• SHORT PROBLEM
Repeat every one of the records below word for word, line by line, in the order given.

• ITEMS
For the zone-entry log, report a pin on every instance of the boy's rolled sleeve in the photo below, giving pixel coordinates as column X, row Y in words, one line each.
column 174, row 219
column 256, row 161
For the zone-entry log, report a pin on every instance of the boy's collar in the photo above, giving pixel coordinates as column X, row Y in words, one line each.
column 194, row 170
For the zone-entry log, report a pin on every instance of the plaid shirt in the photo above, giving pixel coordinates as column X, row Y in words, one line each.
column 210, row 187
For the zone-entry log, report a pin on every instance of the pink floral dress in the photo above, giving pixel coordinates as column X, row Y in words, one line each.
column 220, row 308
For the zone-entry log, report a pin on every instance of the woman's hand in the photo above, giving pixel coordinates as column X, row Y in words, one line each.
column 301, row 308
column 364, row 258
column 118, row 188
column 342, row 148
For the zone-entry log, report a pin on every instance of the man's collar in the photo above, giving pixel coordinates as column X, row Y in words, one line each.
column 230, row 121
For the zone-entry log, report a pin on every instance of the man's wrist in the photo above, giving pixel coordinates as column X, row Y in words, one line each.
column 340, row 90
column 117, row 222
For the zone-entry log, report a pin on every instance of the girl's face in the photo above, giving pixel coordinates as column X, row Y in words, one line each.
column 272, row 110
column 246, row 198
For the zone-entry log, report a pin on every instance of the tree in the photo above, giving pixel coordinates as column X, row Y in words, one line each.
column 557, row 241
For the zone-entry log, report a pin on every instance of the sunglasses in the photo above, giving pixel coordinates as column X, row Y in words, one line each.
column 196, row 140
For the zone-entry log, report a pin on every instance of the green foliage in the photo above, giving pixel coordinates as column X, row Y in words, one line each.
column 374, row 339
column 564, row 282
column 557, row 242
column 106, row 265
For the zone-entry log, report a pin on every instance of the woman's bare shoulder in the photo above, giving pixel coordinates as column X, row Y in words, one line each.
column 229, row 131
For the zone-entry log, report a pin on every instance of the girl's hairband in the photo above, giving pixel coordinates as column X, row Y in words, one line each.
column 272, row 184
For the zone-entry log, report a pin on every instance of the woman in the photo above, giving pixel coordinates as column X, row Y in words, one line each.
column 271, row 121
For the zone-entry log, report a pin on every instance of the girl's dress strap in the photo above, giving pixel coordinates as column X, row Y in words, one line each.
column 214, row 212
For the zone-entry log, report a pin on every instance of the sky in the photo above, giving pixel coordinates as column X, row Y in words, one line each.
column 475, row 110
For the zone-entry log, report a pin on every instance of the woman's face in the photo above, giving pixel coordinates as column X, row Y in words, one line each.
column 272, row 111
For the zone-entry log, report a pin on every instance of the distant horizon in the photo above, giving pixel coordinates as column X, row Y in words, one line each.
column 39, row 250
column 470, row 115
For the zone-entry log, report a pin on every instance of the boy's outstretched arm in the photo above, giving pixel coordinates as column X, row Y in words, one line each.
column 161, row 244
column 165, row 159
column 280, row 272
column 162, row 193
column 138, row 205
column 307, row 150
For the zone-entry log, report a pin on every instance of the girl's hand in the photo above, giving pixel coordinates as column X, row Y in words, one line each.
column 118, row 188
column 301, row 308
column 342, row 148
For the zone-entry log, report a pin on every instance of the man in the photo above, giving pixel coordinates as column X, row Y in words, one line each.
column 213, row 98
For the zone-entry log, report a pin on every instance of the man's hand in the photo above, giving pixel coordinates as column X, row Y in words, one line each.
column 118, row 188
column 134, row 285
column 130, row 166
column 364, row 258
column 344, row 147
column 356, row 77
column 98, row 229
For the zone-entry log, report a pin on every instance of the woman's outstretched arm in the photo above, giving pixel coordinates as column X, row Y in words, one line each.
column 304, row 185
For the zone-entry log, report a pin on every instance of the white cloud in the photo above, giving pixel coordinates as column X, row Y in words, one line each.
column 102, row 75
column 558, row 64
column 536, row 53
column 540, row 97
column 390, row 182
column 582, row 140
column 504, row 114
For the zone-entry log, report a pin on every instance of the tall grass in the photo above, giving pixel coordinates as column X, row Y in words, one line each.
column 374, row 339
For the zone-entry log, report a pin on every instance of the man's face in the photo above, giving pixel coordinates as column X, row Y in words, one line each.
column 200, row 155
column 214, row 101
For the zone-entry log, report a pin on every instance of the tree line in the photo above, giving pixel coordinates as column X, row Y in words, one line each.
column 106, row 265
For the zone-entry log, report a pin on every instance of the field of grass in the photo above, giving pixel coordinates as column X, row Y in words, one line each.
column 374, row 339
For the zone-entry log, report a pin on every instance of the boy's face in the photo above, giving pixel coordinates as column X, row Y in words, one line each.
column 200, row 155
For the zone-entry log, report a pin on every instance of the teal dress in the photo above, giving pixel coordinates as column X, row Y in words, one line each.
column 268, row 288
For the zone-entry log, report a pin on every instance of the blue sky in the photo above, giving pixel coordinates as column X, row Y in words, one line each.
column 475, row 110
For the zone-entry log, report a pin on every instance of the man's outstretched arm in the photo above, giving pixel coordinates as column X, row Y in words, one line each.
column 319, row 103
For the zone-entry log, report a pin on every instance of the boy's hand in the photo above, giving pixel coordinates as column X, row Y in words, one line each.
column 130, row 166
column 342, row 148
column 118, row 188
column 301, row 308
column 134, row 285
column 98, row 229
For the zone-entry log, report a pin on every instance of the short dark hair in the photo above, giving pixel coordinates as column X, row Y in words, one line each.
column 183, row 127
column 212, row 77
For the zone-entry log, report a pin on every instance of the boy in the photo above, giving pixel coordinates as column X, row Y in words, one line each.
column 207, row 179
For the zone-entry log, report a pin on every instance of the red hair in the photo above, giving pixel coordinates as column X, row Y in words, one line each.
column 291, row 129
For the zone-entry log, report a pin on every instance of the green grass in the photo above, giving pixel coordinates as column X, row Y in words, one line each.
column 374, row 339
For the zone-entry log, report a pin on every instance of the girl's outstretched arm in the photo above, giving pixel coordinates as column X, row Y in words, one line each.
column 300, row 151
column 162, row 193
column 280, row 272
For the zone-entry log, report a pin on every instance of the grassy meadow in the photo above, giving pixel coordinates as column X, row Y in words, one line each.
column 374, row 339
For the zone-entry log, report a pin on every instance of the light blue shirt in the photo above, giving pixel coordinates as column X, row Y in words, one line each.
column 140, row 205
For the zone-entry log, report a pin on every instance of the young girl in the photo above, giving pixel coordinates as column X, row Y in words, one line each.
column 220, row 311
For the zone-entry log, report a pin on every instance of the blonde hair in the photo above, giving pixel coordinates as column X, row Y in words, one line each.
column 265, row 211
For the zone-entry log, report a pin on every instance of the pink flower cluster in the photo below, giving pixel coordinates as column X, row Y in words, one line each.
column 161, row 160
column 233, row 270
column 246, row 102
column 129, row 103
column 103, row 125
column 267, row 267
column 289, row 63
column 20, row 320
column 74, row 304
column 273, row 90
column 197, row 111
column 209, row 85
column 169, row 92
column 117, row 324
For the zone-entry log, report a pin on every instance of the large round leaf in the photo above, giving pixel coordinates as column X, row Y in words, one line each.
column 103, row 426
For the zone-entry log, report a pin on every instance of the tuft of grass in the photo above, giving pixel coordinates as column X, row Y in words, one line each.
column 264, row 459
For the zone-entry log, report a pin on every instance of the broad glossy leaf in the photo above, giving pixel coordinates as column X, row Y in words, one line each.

• TASK OUTPUT
For the zone-entry log, report a pin on every instance of the boy's rolled sleeve in the photo below, giving pixel coordinates as column X, row Y in words, one line each.
column 174, row 219
column 256, row 161
For the zone-entry log, report a pin on every instance of the boy's collar in the photo above, giving pixel coordinates as column X, row Y in words, one line each.
column 194, row 170
For the zone-entry log, report a pin on every instance of the plaid shirt in the photo above, giving pixel coordinates as column X, row Y in words, one line each.
column 210, row 187
For the zone-entry log, report a pin on every instance of the pink floral dress in the photo above, giving pixel coordinates as column X, row Y in words, one line each.
column 220, row 308
For the zone-entry log, report a pin on every instance of the woman's hand in the photo above, giving pixel coordinates as column X, row Y in words, one line each.
column 301, row 308
column 364, row 258
column 118, row 188
column 342, row 148
For the zone-entry log, report a pin on every instance of the man's collar in the photo above, giving pixel coordinates as column X, row Y in words, one line each.
column 230, row 121
For the zone-entry log, report a pin on every instance of the man's wrist in the photo above, giving pixel coordinates as column X, row Y in words, one line each.
column 340, row 90
column 117, row 222
For the zone-entry log, report a pin on every instance of the girl's face in the photo above, giving pixel coordinates as column X, row Y in words, one line each.
column 272, row 110
column 246, row 198
For the zone-entry log, report a pin on every instance of the tree in the photo above, giving pixel coordinates as column X, row Y in words, one line each.
column 557, row 241
For the zone-entry log, report a pin on every instance of the sunglasses in the photo above, giving pixel coordinates as column X, row Y in words, one line each.
column 196, row 140
For the zone-entry log, report a pin on every instance of the green foliage in the photo above, giving pixel coordinates as column X, row Y in words, one line each.
column 374, row 339
column 564, row 282
column 557, row 242
column 106, row 265
For the zone-entry log, report a pin on every instance of the woman's bare shoulder in the photo above, giving pixel coordinates as column X, row Y in words, one line each.
column 229, row 131
For the zone-entry log, report a pin on every instance of the girl's hairband in the photo above, giving pixel coordinates as column X, row Y in words, one line each.
column 272, row 184
For the zone-entry log, report a pin on every instance of the woman in the photo above, giving pixel coordinates as column X, row Y in words, one line each.
column 271, row 121
For the zone-entry log, report a pin on every instance of the girl's dress strap in the photo above, giving pixel coordinates as column X, row Y in words, one line each.
column 214, row 212
For the zone-entry log, report a pin on every instance of the sky in the photo above, giving pixel coordinates as column X, row Y in words, one line each.
column 475, row 110
For the zone-entry log, report a pin on every instance of the woman's face in the photo above, giving pixel coordinates as column X, row Y in words, one line each.
column 272, row 111
For the zone-entry log, report a pin on every instance of the distant horizon in the photo above, giving pixel coordinates as column X, row Y in words, one line each.
column 39, row 250
column 470, row 115
For the zone-entry log, report a pin on every instance of the boy's outstretched arm in the photo above, giving pixel coordinates as column X, row Y in words, one line each.
column 161, row 244
column 165, row 159
column 280, row 272
column 162, row 193
column 138, row 205
column 307, row 150
For the zone-entry log, report a pin on every instance of the girl's hand in the photo above, giving pixel coordinates as column X, row Y in words, one line each.
column 118, row 188
column 301, row 308
column 342, row 148
For the zone-entry log, report a pin on every instance of the man in the photo above, giving pixel coordinates as column X, row Y in words, one line each.
column 213, row 98
For the zone-entry log, report a pin on every instance of the man's hand in the photo above, giving pixel coordinates as column X, row Y in words, one line each.
column 118, row 188
column 134, row 285
column 130, row 166
column 364, row 258
column 344, row 147
column 356, row 77
column 98, row 229
For the zone-entry log, report a pin on every instance of the woman's outstretched arm in the photo above, giving pixel coordinates as column X, row Y in words, one line each.
column 304, row 185
For the zone-entry log, report a pin on every instance of the white cloud in the photo above, giving pixel coordinates as column X, row Y in words, one line each.
column 102, row 75
column 558, row 64
column 536, row 53
column 540, row 97
column 390, row 182
column 582, row 140
column 504, row 114
For the zone-entry log, report a pin on every instance of the tall grass in the photo above, giving pixel coordinates as column X, row Y in words, one line each.
column 374, row 339
For the zone-entry log, report a pin on every instance of the man's face in the photo above, giving pixel coordinates as column X, row Y in words, one line each.
column 200, row 155
column 214, row 101
For the zone-entry log, report a pin on every instance of the tree line in the photo above, giving pixel coordinates as column X, row Y in words, one line each.
column 106, row 265
For the zone-entry log, report a pin on every instance of the field of grass in the photo above, giving pixel coordinates as column X, row Y in words, one line each.
column 374, row 339
For the zone-entry log, report a pin on every instance of the boy's face in the photo above, giving pixel coordinates as column X, row Y in words, one line each.
column 200, row 155
For the zone-entry log, report a pin on every instance of the teal dress in the photo above, giving pixel coordinates as column X, row Y in words, one line each.
column 268, row 288
For the zone-entry log, report a pin on every instance of the blue sky in the photo above, giving pixel coordinates as column X, row Y in words, one line each.
column 475, row 110
For the zone-entry log, report a pin on every instance of the man's outstretched arm in the photo above, giving pixel coordinates as column X, row Y in words, one line each.
column 319, row 103
For the zone-entry log, report a pin on every instance of the boy's hand in the photo above, giving pixel coordinates as column X, row Y in words, one line each.
column 130, row 166
column 342, row 148
column 118, row 188
column 301, row 308
column 134, row 285
column 98, row 229
For the zone-entry log, report a pin on every instance of the short dark hair in the photo above, giving pixel coordinates as column X, row Y in words, one line each.
column 183, row 127
column 212, row 77
For the zone-entry log, report a pin on every instance of the boy in the photo above, giving pixel coordinates as column X, row Y in words, one line each.
column 207, row 179
For the zone-entry log, report a pin on every instance of the red hair in the photo above, giving pixel coordinates as column X, row Y in words, one line each.
column 291, row 129
For the zone-entry log, report a pin on every instance of the green grass in the photo above, giving pixel coordinates as column X, row Y in words, one line each.
column 374, row 339
For the zone-entry log, report a pin on every instance of the girl's outstretched arm in the photo above, giving pixel coordinates as column X, row Y in words, one line each.
column 300, row 151
column 162, row 193
column 280, row 272
For the zone-entry log, report a pin on every instance of the grassy meadow in the photo above, giving pixel coordinates as column X, row Y in words, one line each.
column 374, row 339
For the zone-entry log, report a pin on every instance of the light blue shirt in the photo above, giving pixel coordinates as column X, row Y in words, one line each.
column 140, row 205
For the zone-entry log, report a pin on every instance of the young girl in the photo above, giving pixel coordinates as column X, row Y in words, one line each.
column 220, row 311
For the zone-entry log, report a pin on every instance of the blonde hair in the photo above, giving pixel coordinates as column X, row Y in words, one line each.
column 265, row 211
For the zone-entry log, report a pin on every instance of the pink flower cluster in the photo below, giving pixel coordinates as column X, row Y in words, one line each.
column 161, row 160
column 233, row 270
column 246, row 102
column 129, row 103
column 103, row 125
column 267, row 267
column 289, row 63
column 20, row 320
column 74, row 304
column 273, row 90
column 197, row 111
column 209, row 85
column 169, row 92
column 117, row 324
For the zone-entry log, report a pin on every instance of the large round leaf in the photo above, giving pixel coordinates as column X, row Y in words, one line each.
column 103, row 426
For the zone-entry log, report a pin on every instance of the tuft of grass in the photo above, giving pixel coordinates as column X, row Y in words, one line each.
column 264, row 459
For the zone-entry log, report a pin on every instance of the broad glossy leaf in the photo above, giving pixel coordinates as column X, row Y in words, one line each.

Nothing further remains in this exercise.